*** Opening of Excerpt to read ***

For the revascularized patients, potential unnecessary CA-guided revascularizations could have been avoided in 33% (9/27) of the vessel territories if findings of the presence of myocardial perfusion by non-invasive cardiac imaging would have been known by the clinicians prior to the intervention. This supports the previous literature showing that qualitative CA has lower diagnostic accuracy for assessment of stress-induced myocardial ischemia compared to functional imaging methods.26

Effect of Revascularization on MFR

In 5/19 of the revascularized patients, the increase in regional MFR in the revascularized territories was associated with a decrease in regional MFR in the non-revascularized remote territories, as found in the present study. This might be because other factors such as heart rate, blood pressure, presence of infarct, and medication might have influenced the change in MFR from baseline to follow-up in these patients.

Effect of Revascularization on Myocardial Function

In the present study, revascularization did not improve LVEF in the revascularized patients, which supports previous findings showing that LVEF was unchanged at one month and six months following revascularization.27 This might be explained by a combination of increase in regional function in ischemic myocardium and a decrease in regional function in remote myocardium after revascularization, resulting in no significant change in global function.

*** Close of Excerpt to read ***
*** Opening of Excerpted data ***

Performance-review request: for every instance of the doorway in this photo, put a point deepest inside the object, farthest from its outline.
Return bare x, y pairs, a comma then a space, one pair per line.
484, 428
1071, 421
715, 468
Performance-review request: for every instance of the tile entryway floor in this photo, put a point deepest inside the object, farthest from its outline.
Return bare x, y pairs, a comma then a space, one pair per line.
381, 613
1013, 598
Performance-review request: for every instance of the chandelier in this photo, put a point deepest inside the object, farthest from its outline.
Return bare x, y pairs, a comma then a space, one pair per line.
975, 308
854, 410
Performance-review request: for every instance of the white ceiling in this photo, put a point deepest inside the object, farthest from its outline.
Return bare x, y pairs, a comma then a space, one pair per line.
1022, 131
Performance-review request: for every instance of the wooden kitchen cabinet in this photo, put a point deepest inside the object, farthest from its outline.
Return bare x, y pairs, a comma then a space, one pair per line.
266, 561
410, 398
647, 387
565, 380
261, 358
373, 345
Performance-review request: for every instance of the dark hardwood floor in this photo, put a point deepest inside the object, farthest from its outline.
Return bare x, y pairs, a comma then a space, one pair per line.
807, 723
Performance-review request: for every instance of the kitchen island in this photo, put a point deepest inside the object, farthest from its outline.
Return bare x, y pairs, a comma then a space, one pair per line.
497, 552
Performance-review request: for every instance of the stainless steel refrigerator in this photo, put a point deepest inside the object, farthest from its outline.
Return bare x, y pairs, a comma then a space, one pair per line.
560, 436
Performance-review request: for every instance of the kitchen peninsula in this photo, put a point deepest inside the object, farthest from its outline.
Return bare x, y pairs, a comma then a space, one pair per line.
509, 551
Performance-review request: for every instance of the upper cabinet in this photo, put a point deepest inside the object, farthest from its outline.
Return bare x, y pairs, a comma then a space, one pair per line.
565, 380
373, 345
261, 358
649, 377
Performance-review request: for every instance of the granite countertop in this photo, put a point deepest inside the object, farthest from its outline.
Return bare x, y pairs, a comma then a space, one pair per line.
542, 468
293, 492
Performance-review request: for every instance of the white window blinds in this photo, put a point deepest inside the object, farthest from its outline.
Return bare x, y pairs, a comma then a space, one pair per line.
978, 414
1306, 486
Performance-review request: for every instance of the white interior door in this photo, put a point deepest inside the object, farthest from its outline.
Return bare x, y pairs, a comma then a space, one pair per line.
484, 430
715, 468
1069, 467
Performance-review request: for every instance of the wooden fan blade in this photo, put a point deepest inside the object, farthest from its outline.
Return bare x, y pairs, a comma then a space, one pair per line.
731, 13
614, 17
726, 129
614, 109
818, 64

*** Close of Excerpted data ***

◆ Directions
1) From the revascularization excerpt, set down the passage from "Effect of Revascularization on MFR" to "in these patients." word for word.
2) Answer these questions from the revascularization excerpt:
(a) In what share of vessel territories could potential unnecessary CA-guided revascularizations have been avoided?
(b) In how many of the revascularized patients did the rise in regional MFR in revascularized territories come with a drop in regional MFR in remote territories?
(c) At which time points after revascularization did previous findings show LVEF unchanged?
3) Please continue the revascularization excerpt from its final sentence onward.

◆ Responses
1)
Effect of Revascularization on MFR

In 5/19 of the revascularized patients, the increase in regional MFR in the revascularized territories was associated with a decrease in regional MFR in the non-revascularized remote territories, as found in the present study. This might be because other factors such as heart rate, blood pressure, presence of infarct, and medication might have influenced the change in MFR from baseline to follow-up in these patients.

2)
(a) 33% (9/27)
(b) 5 of 19
(c) One month and six months

3)
Limitations

When interpreting the results from this study, some limitations should be considered. First, the patients included in the present study were recruited from those waiting for an elective CA. Thus, these patients have a higher pre-test likelihood than chest pain patients in general and the conclusions cannot be generalized for the latter. Second, the use of CMR scanners from two different vendors might affect the CMR measurements. Third, the majority of the revascularized patients had significant stenosis in the LAD (63%) and most of these patients (74%) had single vessel disease by CA, which makes the generalization of the findings in the study somewhat limited for all coronary vessels and patients with multi-vessel disease. Fourth, comorbidities, such as dilated cardiomyopathy and microvascular disease, resulting from risk factors such as diabetes or hypertension, can also cause decreased MFR in the absence of significant epicardial CAD. This might explain the normal angiogram in four patients with abnormal MFR by PET and clinical history of diabetes, hypertension, and dilated cardiomyopathy. In this situation, the decision not to revascularize would be considered accurate, despite a low MFR within the vessel territory of interest. Finally, the small population size included in this study is a limitation.

New Knowledge Gained

The current study shows that patients revascularized based on angiographic and clinical findings do not benefit from the intervention if they have a normal MFR as quantified by PET before intervention. However, the myocardial perfusion of patients with abnormal MFR prior to intervention improves significantly after PCI. This study thus highlights the benefit of quantification with cardiac PET prior to treatment decision.

Conclusion

Assessment of quantitative myocardial perfusion prior to revascularization could lead to more appropriate use of CA when managing patients with stable CAD. Therefore, unnecessary angiographies and subsequent revascularizations can be avoided.